** Exercise prompt **
Rewrite the lines of the material between the line holding "Where can the tree" and the line holding "Where can the seated", inclusive, with the requests kept as they are. Scale every point coordinate in the answers by 1.25 and round to whole numbers, with halves rounded up.

** Items stored from a collection **
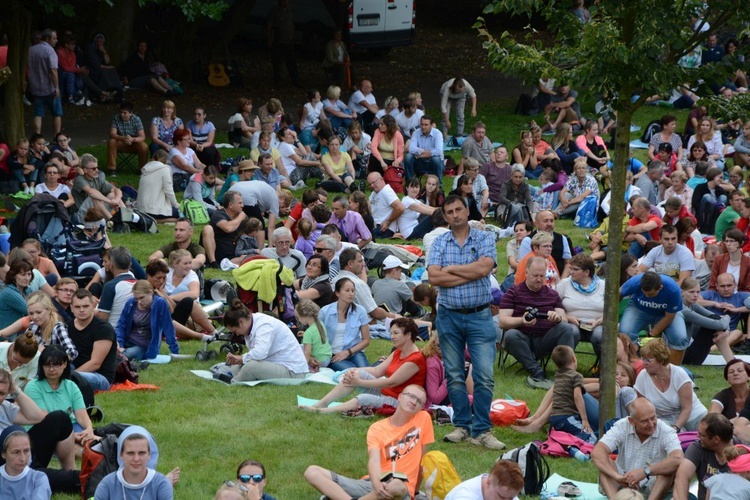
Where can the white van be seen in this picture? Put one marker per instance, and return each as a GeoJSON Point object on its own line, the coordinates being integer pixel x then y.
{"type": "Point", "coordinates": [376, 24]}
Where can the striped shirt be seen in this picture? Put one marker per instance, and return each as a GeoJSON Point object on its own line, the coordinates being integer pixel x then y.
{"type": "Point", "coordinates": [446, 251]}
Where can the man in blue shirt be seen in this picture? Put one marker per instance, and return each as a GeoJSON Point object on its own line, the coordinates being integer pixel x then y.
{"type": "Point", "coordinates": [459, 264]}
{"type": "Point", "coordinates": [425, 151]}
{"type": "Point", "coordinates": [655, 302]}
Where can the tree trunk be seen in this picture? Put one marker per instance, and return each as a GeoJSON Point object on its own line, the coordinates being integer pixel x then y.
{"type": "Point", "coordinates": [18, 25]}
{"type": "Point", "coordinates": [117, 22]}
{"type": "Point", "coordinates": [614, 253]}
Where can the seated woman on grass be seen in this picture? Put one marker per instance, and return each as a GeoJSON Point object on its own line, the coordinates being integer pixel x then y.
...
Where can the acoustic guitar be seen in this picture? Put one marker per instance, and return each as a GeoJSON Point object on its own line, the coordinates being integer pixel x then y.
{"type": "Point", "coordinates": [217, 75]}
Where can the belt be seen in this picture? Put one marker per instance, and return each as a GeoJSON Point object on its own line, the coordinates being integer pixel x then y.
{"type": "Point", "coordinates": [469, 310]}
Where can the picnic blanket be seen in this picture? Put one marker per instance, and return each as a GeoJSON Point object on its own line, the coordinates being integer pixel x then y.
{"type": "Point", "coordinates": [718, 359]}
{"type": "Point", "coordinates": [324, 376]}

** Output **
Where can the tree trunk be seen in this picture? Put one marker per instance, and return each as a GeoJSON Point object on its own line, the coordinates being integer pixel x then y.
{"type": "Point", "coordinates": [23, 31]}
{"type": "Point", "coordinates": [146, 28]}
{"type": "Point", "coordinates": [768, 316]}
Where can the seated woman on grass be seen in this picture? Put one marker per instance, and return each as a GeoJSON Point object on its own line, the coordinates being integer pixel x then y.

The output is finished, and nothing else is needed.